- Supplied data:
# # # # #

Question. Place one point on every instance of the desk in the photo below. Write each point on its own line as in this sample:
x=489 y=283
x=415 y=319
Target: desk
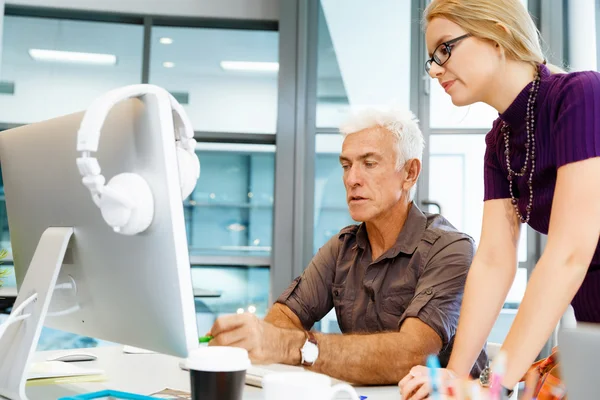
x=150 y=373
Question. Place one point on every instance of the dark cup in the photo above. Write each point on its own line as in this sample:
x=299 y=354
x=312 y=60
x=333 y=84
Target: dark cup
x=217 y=373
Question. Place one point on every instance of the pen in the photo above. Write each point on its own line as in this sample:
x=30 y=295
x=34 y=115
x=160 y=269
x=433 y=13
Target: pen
x=205 y=339
x=433 y=363
x=497 y=374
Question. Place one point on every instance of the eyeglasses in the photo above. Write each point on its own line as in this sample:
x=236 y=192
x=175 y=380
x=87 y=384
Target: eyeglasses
x=442 y=53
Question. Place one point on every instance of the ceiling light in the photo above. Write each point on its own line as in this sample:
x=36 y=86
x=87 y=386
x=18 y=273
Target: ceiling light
x=72 y=57
x=250 y=66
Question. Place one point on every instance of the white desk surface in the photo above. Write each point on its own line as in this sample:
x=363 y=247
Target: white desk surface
x=150 y=373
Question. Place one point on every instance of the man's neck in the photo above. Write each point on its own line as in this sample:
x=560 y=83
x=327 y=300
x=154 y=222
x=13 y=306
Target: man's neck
x=383 y=231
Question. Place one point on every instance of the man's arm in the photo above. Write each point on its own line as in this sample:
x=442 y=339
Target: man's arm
x=282 y=316
x=379 y=358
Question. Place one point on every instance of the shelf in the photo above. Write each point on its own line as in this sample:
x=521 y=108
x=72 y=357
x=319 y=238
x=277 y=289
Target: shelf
x=223 y=204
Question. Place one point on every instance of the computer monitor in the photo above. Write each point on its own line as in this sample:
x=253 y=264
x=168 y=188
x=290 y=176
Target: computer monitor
x=133 y=290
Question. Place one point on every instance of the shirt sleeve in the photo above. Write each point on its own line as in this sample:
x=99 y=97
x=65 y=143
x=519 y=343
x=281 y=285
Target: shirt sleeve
x=494 y=177
x=577 y=127
x=440 y=287
x=309 y=296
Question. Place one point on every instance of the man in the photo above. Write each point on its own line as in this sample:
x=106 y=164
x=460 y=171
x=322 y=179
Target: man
x=396 y=280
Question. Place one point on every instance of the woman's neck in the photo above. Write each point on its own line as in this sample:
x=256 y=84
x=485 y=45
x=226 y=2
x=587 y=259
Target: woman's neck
x=511 y=80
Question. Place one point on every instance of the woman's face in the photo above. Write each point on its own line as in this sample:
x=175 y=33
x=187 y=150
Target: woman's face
x=468 y=74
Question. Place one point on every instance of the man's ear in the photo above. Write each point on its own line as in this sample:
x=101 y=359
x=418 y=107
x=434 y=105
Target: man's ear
x=413 y=170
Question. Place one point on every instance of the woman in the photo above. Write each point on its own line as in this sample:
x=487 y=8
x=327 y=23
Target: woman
x=542 y=167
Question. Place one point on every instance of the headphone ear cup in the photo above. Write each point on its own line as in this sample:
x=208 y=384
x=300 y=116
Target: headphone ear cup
x=189 y=171
x=128 y=221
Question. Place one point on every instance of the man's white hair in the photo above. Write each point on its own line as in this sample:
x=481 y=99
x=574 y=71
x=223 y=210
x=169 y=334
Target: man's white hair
x=400 y=122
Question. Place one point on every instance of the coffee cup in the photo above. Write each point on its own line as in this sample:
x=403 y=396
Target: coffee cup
x=217 y=372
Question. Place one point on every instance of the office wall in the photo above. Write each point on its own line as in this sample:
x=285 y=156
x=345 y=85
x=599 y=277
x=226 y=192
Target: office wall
x=236 y=9
x=1 y=30
x=213 y=101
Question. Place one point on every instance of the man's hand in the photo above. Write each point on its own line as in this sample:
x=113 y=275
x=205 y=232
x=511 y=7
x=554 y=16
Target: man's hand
x=266 y=344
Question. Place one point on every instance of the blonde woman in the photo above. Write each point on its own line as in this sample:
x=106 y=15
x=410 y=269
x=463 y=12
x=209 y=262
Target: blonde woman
x=542 y=168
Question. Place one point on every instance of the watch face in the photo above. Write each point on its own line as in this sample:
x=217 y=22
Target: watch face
x=310 y=352
x=484 y=378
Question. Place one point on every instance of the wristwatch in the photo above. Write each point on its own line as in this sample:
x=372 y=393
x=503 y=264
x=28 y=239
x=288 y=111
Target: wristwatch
x=485 y=381
x=310 y=350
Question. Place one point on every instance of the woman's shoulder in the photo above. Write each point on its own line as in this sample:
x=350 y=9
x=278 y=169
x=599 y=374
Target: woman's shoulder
x=574 y=85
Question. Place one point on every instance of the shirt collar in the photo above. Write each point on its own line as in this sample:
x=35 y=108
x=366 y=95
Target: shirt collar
x=408 y=239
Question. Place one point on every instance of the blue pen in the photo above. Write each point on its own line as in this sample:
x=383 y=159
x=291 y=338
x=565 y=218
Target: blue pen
x=433 y=363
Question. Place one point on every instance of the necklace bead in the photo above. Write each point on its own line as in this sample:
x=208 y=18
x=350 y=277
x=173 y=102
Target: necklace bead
x=529 y=164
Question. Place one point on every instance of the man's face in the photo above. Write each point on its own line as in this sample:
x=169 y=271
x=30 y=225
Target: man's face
x=373 y=184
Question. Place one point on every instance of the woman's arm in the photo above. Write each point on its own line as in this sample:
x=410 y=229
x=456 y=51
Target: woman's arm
x=489 y=280
x=572 y=240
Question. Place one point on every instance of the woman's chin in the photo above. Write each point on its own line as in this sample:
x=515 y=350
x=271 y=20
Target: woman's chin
x=460 y=101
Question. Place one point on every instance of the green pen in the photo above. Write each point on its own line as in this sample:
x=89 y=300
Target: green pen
x=205 y=339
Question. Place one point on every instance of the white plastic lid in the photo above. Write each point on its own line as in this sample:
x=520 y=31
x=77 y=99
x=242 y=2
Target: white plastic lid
x=218 y=359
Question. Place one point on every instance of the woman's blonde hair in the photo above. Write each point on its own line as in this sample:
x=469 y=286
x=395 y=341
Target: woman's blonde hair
x=505 y=22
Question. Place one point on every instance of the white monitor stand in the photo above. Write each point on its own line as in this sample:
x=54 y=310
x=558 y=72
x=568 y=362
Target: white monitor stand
x=19 y=335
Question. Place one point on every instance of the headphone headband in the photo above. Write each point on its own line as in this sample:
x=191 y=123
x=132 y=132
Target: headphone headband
x=92 y=122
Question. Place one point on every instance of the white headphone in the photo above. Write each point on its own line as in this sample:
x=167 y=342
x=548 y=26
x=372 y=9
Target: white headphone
x=126 y=201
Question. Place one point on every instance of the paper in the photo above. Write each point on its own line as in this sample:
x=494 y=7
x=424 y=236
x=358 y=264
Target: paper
x=171 y=394
x=59 y=369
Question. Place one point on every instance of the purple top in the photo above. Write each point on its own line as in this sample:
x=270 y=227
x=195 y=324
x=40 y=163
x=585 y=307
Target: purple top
x=567 y=118
x=567 y=130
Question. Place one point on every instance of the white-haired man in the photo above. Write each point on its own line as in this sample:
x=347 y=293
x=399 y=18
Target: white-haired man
x=396 y=281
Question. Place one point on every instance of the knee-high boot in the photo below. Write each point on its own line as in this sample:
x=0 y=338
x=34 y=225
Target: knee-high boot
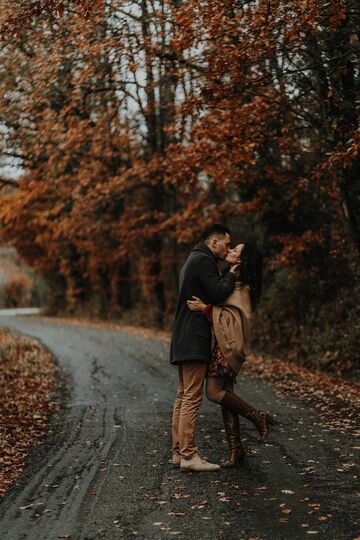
x=232 y=431
x=261 y=419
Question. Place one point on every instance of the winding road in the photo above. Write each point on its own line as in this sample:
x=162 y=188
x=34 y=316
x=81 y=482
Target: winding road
x=103 y=471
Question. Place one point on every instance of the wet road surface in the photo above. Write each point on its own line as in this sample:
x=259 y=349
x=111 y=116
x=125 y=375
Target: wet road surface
x=103 y=472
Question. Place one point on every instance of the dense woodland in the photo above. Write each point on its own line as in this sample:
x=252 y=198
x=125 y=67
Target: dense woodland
x=138 y=123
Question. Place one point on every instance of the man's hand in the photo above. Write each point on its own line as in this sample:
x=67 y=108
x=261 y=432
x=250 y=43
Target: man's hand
x=195 y=304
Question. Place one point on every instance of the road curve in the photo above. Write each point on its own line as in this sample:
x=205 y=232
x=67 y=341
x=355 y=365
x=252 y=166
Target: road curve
x=103 y=472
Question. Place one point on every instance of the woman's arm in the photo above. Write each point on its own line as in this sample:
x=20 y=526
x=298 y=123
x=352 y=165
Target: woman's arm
x=198 y=305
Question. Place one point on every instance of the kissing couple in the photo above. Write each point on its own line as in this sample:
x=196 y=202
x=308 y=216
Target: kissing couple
x=210 y=340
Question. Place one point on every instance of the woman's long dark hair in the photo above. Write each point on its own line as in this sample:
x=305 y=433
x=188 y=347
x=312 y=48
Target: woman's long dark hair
x=249 y=272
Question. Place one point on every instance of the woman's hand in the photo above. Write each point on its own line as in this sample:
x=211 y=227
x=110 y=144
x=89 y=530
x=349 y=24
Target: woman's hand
x=195 y=304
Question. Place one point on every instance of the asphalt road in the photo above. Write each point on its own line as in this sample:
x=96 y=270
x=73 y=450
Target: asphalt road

# # # # #

- Your instructions: Write down exactly the span of lines above from the one containing "Question. Place one point on every instance of the man's arm" to the one containing "x=208 y=384", both ends included.

- Response for this exercise:
Question. Place one point on every instance of the man's arm in the photo above. Write each point on its own line as in this sample:
x=442 y=339
Target: man's arm
x=282 y=316
x=379 y=358
Question. Place one point on every instance of the shelf in the photo above. Write each point on its own line as in this sample:
x=521 y=108
x=72 y=357
x=319 y=238
x=277 y=289
Target: shelf
x=223 y=204
Question. Place one point on every instance of the computer monitor in the photo above. Write each point on its own line as in this sample:
x=253 y=264
x=168 y=188
x=290 y=176
Target: computer monitor
x=133 y=290
Question. Place one point on every instance of the shirt sleeve in the photo above. Write each point on its own line as in this sample:
x=99 y=97
x=65 y=143
x=519 y=343
x=281 y=285
Target: shirt sleeve
x=494 y=177
x=577 y=127
x=440 y=287
x=309 y=296
Question. Place one point on every instance of the man in the photo above. Write each point on its own line as in this sample:
x=106 y=164
x=460 y=171
x=322 y=179
Target: man
x=396 y=280
Question. Place one point on every instance of the woman's neck in the photo above. Write each point on its own line as in this sample:
x=256 y=84
x=485 y=45
x=226 y=2
x=587 y=259
Target: woman's neck
x=511 y=80
Question. Place one point on every instance of the woman's face in the photo above. Write each point on its own line as in this sample:
x=175 y=33
x=187 y=150
Target: woman's face
x=468 y=74
Question. Place one point on every instance of the man's ear in the photo above. Write each point on its own line as in this sample:
x=101 y=359
x=418 y=107
x=434 y=105
Target: man's ear
x=413 y=170
Question. Place one point on every instance of the woman in the photo above. Write each point on its own line as in this sample:
x=487 y=8
x=327 y=23
Target: woman
x=542 y=167
Question. Place one point on every instance of the headphone ear cup in the photo above. Write each point on its own line as in this sample:
x=208 y=384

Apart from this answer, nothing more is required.